• **Task item**
In the entries that follow, the line with "Query: person lying on towel" opens the range and the line with "The function MUST return, for every instance of the woman in" closes it; repeat that range exactly, both lines included.

Dataset records:
::::::::::

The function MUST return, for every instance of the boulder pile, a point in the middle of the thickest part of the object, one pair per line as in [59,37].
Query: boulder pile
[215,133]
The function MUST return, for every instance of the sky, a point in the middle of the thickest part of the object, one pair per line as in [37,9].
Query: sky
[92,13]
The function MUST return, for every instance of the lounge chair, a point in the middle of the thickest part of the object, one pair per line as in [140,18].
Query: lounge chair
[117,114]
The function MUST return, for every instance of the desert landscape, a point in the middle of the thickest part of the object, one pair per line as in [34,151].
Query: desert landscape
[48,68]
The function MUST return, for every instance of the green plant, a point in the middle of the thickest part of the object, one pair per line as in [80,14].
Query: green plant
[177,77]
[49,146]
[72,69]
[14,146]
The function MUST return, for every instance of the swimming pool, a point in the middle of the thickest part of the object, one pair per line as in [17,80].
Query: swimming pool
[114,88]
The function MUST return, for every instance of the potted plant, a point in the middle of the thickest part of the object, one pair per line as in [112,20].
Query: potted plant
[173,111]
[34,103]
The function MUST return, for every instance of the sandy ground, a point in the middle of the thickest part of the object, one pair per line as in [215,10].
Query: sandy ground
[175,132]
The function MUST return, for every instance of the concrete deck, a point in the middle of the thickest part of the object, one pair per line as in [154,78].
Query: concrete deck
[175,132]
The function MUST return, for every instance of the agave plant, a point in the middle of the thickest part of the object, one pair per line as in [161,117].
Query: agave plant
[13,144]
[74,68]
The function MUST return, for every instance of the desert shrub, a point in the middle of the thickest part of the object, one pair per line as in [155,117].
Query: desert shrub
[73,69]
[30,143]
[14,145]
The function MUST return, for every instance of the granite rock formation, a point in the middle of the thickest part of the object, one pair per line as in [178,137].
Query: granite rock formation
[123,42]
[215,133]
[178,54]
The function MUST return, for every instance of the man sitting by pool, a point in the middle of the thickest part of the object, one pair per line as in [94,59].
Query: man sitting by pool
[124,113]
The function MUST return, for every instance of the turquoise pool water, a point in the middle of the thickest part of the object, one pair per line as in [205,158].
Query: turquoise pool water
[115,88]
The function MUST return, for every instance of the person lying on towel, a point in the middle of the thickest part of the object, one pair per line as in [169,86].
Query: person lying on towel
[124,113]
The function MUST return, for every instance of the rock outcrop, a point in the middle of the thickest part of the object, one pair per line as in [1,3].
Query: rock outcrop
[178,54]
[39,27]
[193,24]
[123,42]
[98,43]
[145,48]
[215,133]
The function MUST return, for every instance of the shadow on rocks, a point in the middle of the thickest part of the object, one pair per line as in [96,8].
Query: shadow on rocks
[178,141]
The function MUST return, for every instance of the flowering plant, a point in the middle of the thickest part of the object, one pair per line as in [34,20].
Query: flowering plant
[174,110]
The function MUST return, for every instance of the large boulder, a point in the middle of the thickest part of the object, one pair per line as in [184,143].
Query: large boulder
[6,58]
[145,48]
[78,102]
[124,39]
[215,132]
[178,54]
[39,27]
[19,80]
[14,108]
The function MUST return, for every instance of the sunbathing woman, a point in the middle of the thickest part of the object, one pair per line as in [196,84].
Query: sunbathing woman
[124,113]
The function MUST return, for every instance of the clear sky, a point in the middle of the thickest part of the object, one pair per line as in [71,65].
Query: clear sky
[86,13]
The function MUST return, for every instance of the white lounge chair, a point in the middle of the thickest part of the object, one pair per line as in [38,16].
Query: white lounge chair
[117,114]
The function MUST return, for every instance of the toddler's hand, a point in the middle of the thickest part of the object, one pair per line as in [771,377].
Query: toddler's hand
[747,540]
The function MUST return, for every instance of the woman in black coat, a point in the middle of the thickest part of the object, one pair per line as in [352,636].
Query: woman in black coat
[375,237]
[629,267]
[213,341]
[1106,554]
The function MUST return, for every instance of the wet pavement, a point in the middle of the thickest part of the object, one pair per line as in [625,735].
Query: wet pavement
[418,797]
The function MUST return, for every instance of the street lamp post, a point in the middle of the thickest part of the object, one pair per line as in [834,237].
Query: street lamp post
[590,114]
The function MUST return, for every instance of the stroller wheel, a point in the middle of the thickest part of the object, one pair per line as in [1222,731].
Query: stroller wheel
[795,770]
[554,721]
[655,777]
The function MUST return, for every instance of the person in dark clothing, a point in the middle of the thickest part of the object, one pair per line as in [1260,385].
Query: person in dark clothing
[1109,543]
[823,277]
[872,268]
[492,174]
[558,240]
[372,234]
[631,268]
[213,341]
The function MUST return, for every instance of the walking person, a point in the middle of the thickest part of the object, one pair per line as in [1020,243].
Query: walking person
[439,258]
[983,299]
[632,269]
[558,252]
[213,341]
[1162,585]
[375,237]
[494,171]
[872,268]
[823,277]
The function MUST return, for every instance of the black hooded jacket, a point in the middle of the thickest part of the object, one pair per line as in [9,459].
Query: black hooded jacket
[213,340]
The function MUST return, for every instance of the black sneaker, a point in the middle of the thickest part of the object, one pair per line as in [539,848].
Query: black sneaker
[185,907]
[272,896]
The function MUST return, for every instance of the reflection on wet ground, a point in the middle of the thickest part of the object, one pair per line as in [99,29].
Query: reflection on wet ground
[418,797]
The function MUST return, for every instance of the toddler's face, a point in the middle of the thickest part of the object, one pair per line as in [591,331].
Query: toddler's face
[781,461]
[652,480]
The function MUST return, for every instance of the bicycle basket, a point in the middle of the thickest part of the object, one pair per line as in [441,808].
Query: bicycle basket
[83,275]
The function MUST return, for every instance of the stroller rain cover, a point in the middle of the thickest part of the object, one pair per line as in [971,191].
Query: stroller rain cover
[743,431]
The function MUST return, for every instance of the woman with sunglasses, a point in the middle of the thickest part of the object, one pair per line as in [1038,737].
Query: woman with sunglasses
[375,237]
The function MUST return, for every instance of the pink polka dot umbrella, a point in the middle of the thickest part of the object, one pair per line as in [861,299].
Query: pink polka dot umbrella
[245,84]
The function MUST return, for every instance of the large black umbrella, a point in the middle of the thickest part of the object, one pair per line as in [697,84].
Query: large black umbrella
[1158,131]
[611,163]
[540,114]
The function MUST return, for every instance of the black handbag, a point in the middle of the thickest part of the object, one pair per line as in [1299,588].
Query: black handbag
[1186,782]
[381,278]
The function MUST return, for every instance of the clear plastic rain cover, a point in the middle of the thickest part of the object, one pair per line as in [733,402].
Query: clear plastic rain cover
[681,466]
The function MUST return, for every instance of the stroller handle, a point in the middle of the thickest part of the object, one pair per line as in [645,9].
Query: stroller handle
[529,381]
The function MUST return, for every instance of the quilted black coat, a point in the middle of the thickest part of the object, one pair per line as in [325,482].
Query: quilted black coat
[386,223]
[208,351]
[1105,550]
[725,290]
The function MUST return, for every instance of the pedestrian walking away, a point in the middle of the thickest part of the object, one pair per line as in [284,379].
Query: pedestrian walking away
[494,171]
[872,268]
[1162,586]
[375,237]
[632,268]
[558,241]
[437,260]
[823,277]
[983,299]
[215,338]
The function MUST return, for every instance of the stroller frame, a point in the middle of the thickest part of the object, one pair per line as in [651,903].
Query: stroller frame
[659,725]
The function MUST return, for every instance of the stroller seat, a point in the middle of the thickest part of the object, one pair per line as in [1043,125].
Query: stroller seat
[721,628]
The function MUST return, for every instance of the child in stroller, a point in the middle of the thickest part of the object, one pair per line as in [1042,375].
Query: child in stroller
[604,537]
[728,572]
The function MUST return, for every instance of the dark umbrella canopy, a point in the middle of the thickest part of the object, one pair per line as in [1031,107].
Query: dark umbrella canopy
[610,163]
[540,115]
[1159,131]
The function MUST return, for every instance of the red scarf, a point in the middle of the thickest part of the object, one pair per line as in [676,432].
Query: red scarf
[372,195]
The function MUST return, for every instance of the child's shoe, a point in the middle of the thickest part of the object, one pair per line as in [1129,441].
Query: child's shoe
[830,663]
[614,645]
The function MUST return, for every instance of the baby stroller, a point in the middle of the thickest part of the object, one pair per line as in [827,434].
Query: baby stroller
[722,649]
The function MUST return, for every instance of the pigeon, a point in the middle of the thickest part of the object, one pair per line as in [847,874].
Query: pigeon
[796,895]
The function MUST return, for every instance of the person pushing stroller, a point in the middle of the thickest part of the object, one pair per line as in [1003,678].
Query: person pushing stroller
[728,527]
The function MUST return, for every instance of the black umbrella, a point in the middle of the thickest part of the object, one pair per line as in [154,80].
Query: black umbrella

::::::::::

• **Answer box**
Query: person lying on towel
[124,113]
The function MUST return, for every instance of the rock outcrop, a point in the middle of the thickest part of the object, one pair per line as in [1,3].
Query: rock outcrop
[178,54]
[39,27]
[193,24]
[123,42]
[98,43]
[145,48]
[215,133]
The function MUST return, for every instance of the shadow on rocks, a point in the middle of the thickest part of the object, one pair per line as in [96,8].
Query: shadow on rocks
[178,141]
The function MUST return, for every instance of the flowering plant, a point in the middle of the thickest part of the object, one pair per line as in [34,20].
Query: flowering plant
[174,110]
The function MUST return, for every instance of the large boulder, a point in the middle of the thickest part of the object, one pair per line as in [184,143].
Query: large boulder
[6,58]
[145,48]
[78,102]
[124,39]
[215,132]
[178,54]
[39,27]
[19,80]
[14,108]
The function MUST return, for every instance of the sunbathing woman, a point in the middle of the thickest part of the object, one pair per line as in [196,84].
Query: sunbathing woman
[124,113]
The function MUST return, for every instance of the clear sky, a point in the middle of the thickest part of the object, one pair per line as in [71,65].
Query: clear sky
[86,13]
The function MUST return, for every instance of the white lounge chair, a point in the middle of the thickest part of the object, one pair per line as in [38,16].
Query: white lounge chair
[117,114]
The function MUST return, for every instance of the toddler's hand, a point in the middle of the thickest part of the object, one pair per line as in [771,377].
Query: toddler's hand
[747,540]
The function MUST return, for every instance of the woman in black coat, a point in the middle of the thickest part of the object, one pair per line as in [352,636].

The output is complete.